◆ Material supplied ◆

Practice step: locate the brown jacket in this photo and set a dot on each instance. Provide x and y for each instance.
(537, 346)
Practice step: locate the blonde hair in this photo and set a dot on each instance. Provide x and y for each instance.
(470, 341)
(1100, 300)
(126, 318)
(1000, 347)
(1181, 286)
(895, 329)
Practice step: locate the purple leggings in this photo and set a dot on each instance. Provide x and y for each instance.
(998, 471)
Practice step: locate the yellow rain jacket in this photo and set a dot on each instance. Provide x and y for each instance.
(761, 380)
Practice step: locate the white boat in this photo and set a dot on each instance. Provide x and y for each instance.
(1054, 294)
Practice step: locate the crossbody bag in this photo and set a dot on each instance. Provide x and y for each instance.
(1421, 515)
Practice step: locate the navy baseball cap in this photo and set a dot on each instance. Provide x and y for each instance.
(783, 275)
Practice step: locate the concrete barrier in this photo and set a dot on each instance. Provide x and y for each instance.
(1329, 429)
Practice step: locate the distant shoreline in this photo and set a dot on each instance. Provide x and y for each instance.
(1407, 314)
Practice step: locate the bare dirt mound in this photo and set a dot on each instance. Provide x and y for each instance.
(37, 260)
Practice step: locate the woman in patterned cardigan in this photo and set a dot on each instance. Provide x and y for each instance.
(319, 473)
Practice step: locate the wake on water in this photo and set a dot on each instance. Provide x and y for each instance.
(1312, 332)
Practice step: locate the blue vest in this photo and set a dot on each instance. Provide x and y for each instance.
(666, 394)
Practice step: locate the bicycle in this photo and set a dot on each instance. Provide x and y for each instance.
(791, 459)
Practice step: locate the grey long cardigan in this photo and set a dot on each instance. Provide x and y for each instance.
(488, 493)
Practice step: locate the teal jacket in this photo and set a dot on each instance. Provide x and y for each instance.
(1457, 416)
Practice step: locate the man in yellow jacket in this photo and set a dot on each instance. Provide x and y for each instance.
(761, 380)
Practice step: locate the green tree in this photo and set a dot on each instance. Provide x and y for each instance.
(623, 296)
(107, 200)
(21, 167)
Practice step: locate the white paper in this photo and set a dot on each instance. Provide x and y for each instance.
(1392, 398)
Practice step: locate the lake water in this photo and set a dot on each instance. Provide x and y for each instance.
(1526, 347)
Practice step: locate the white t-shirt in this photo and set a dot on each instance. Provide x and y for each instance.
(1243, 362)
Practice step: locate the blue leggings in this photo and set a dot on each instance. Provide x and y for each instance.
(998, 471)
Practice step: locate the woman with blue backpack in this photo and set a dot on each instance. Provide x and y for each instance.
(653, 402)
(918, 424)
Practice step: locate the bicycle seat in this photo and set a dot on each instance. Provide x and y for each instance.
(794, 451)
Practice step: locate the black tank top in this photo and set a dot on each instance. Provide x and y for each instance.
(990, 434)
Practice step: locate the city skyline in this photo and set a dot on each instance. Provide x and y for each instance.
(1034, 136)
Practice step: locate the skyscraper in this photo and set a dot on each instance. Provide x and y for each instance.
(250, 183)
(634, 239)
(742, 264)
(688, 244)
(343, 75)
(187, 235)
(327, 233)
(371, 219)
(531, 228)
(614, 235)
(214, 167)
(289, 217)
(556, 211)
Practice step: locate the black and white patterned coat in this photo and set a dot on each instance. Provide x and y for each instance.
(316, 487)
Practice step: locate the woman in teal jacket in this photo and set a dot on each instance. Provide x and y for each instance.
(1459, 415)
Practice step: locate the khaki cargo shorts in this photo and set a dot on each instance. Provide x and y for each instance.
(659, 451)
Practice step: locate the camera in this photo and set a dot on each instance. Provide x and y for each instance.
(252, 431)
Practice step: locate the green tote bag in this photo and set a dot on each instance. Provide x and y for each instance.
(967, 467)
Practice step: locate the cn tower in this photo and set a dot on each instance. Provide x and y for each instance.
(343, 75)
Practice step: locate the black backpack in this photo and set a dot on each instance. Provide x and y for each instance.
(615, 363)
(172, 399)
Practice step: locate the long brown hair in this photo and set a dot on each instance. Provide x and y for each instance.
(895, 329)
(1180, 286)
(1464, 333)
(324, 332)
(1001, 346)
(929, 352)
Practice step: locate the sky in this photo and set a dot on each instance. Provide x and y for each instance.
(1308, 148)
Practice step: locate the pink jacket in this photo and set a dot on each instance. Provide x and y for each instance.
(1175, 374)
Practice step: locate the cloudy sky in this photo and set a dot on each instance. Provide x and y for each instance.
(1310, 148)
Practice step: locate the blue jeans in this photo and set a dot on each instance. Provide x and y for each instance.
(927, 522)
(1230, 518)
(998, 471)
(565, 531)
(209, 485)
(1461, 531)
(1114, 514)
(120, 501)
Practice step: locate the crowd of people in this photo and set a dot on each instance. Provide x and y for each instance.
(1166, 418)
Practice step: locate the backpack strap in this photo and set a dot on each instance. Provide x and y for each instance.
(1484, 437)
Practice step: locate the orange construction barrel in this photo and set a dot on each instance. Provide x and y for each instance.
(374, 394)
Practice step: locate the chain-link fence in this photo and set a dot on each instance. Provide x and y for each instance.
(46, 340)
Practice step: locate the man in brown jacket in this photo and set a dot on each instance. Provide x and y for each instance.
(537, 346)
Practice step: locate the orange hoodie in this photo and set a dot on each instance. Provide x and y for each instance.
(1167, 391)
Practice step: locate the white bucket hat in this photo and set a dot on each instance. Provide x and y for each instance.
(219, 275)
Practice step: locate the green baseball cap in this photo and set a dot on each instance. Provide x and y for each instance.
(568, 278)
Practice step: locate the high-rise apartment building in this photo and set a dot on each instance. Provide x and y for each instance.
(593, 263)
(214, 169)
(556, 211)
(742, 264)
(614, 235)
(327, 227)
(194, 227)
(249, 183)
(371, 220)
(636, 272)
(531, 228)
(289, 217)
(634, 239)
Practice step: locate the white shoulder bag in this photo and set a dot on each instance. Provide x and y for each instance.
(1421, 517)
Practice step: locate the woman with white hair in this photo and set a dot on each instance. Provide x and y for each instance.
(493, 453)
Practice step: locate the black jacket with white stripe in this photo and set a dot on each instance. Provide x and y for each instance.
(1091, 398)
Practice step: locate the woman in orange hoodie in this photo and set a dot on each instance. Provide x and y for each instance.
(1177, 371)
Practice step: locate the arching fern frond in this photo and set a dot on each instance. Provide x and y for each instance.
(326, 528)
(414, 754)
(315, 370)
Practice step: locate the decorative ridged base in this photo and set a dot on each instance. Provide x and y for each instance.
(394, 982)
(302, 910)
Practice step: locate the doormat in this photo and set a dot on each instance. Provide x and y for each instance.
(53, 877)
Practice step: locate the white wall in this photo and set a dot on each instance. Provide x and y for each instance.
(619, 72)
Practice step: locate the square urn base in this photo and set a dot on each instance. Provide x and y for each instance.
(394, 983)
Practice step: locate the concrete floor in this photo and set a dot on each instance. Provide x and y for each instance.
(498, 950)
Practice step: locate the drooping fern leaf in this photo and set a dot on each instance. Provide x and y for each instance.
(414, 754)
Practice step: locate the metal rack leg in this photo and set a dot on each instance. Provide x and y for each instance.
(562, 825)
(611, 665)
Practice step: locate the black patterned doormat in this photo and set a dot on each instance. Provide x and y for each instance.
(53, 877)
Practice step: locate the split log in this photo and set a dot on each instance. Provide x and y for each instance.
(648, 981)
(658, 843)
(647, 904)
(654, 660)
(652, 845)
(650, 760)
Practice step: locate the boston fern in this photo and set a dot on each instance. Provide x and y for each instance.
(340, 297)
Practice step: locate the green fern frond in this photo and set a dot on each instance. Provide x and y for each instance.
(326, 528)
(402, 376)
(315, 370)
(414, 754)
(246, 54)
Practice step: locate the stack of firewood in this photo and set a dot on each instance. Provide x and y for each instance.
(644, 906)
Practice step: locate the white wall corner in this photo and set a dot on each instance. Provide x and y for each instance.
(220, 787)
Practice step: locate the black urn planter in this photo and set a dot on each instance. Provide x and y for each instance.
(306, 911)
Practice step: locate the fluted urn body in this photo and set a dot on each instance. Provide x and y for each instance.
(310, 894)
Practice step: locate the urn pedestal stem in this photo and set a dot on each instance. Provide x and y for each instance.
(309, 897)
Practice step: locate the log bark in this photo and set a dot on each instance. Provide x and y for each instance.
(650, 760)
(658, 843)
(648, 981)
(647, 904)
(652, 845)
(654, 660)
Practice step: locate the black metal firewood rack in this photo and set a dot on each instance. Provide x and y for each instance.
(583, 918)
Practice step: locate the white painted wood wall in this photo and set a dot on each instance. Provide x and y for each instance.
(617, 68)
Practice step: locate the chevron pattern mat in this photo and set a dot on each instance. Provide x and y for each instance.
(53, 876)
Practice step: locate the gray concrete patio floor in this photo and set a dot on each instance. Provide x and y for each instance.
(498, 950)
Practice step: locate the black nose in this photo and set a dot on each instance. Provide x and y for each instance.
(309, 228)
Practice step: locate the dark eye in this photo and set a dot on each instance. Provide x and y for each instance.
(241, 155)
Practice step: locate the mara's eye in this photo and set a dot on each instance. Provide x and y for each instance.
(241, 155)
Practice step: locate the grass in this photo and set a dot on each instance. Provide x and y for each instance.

◆ Challenge ◆
Rewrite everything in the listing from the line containing "Practice step: locate the dark" down to the end, putting "lawn" in place of "grass" and leaving the rest unchanged.

◆ Exercise result ◆
Practice step: locate the dark eye in this photo and set a dot on each instance. Provide x and y for each instance.
(241, 155)
Practice step: locate the mara's eye in this photo and set a dot on each instance. Provide x and y for each instance.
(241, 155)
Practice step: locate the lawn in this photo and set a dot on each instance. Provide x and y for each instance.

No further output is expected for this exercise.